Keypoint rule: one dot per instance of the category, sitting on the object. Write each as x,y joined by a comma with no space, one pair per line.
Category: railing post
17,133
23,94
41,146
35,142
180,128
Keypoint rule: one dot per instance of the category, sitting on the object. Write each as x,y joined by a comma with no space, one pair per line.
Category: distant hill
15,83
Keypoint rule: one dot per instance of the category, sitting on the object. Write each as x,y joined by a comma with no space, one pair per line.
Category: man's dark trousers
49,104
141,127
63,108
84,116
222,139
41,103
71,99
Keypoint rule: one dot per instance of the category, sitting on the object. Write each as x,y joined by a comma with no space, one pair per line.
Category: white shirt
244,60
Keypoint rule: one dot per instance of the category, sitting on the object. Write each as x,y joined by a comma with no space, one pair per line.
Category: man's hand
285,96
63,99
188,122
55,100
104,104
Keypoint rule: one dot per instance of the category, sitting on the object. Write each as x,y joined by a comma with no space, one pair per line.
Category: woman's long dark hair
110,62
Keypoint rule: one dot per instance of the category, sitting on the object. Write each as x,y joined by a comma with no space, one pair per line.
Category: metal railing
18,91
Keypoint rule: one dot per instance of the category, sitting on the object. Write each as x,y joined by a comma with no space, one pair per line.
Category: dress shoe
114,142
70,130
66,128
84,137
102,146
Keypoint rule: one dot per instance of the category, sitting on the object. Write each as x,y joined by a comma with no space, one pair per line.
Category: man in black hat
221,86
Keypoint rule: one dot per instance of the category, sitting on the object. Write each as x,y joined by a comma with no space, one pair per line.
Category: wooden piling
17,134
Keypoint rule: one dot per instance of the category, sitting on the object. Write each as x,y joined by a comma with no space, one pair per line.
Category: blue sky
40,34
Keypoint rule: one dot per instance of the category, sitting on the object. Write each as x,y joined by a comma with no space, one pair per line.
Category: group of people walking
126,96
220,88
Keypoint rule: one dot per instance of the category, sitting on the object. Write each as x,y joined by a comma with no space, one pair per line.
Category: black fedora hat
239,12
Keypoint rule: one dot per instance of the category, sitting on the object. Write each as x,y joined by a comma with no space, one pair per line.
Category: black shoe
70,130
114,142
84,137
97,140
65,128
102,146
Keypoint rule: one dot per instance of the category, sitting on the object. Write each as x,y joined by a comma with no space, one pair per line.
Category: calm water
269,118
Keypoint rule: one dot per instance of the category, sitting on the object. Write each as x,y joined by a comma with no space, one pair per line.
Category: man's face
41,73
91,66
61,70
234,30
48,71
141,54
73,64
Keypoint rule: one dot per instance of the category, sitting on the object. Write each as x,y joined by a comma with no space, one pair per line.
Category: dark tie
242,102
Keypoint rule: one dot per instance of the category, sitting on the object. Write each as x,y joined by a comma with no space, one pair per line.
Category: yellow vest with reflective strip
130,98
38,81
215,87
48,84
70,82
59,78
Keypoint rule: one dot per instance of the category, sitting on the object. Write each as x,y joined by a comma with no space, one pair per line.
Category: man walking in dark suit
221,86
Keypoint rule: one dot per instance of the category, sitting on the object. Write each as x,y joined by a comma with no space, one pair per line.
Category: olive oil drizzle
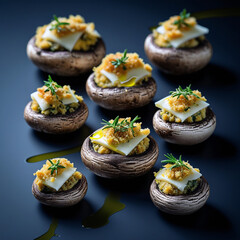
45,156
50,232
100,218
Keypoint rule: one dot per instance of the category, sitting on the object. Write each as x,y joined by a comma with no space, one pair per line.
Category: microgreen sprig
176,162
55,166
51,85
183,16
122,126
185,92
121,60
58,24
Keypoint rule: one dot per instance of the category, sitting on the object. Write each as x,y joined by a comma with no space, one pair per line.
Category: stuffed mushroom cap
121,98
65,63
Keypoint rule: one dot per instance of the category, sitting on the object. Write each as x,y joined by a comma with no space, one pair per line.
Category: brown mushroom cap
116,165
185,133
56,124
122,98
178,61
64,198
181,204
65,63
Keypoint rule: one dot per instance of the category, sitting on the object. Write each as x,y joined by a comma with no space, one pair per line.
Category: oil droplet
100,218
227,12
50,232
45,156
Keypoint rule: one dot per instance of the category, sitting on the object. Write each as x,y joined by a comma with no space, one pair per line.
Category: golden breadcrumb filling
132,62
45,174
169,117
172,32
115,138
55,101
76,24
177,174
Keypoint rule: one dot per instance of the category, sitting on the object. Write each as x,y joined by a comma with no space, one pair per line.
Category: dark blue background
122,24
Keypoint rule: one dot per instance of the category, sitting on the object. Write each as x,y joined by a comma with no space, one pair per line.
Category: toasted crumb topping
132,62
76,24
55,101
181,104
178,174
45,173
172,32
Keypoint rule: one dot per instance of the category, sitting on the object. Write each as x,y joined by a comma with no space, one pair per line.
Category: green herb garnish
176,162
55,166
51,85
185,92
121,60
58,24
183,16
122,126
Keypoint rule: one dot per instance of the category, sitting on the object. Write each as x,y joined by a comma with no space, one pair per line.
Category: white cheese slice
179,184
41,102
195,32
67,42
137,73
123,148
71,99
60,179
199,105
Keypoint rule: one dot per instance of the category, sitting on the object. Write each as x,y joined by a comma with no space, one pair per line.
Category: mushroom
64,198
178,61
56,124
66,63
185,133
116,165
121,98
181,204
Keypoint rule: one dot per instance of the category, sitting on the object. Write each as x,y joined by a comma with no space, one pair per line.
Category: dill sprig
184,92
176,162
183,16
51,85
122,126
55,166
58,24
121,60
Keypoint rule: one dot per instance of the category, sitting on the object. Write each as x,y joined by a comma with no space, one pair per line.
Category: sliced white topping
41,102
60,179
123,148
195,32
67,42
178,184
137,73
199,105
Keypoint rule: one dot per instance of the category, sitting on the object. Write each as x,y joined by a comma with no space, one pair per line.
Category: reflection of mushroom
121,98
185,133
181,204
56,124
116,165
63,198
178,61
65,63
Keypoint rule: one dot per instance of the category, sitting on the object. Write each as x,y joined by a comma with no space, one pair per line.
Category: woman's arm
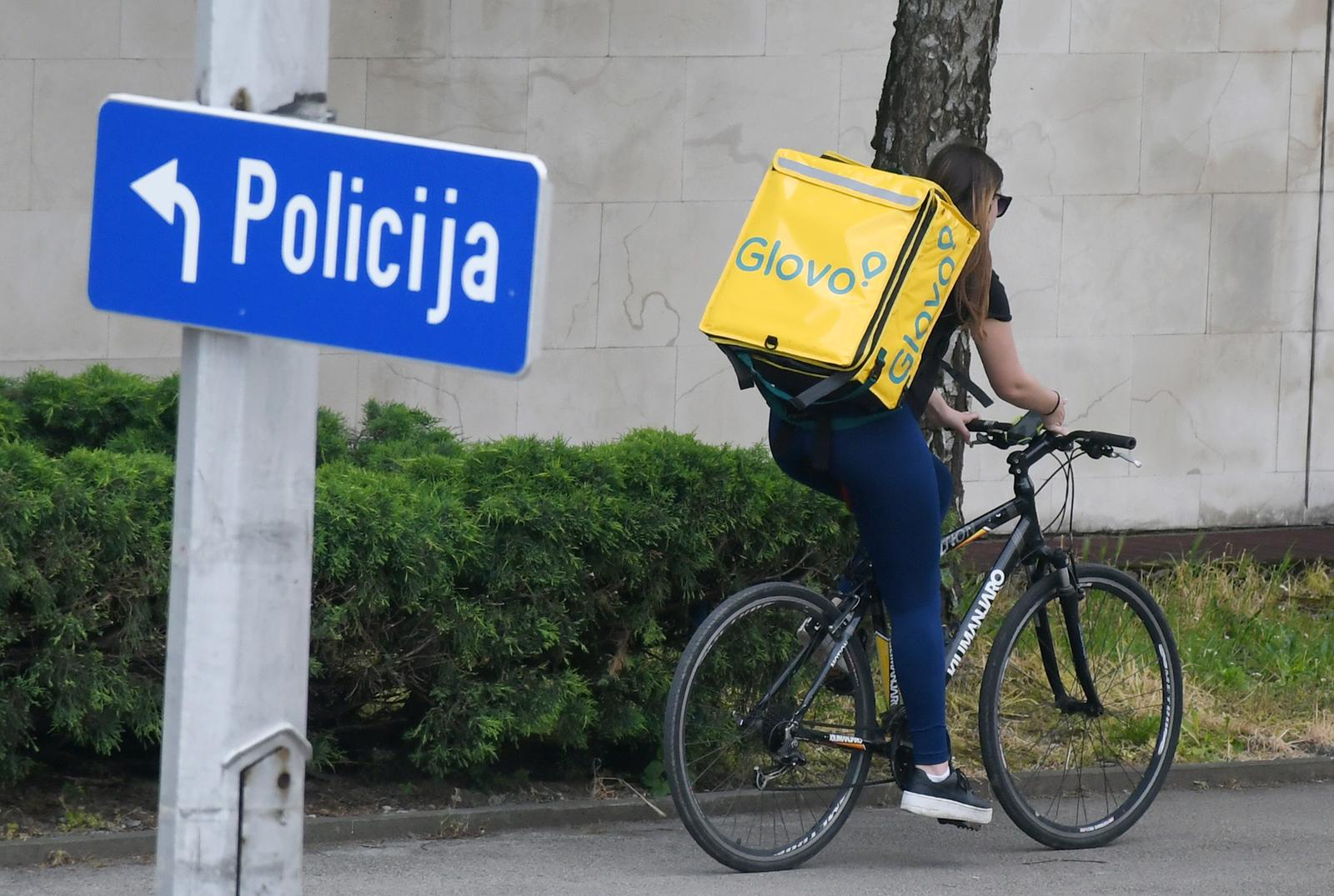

--------

→ Task:
Return every line from the records above that contains the word "blue", copying each one in full.

→ Output for this exercise:
Category: blue sky
Category: dark blue background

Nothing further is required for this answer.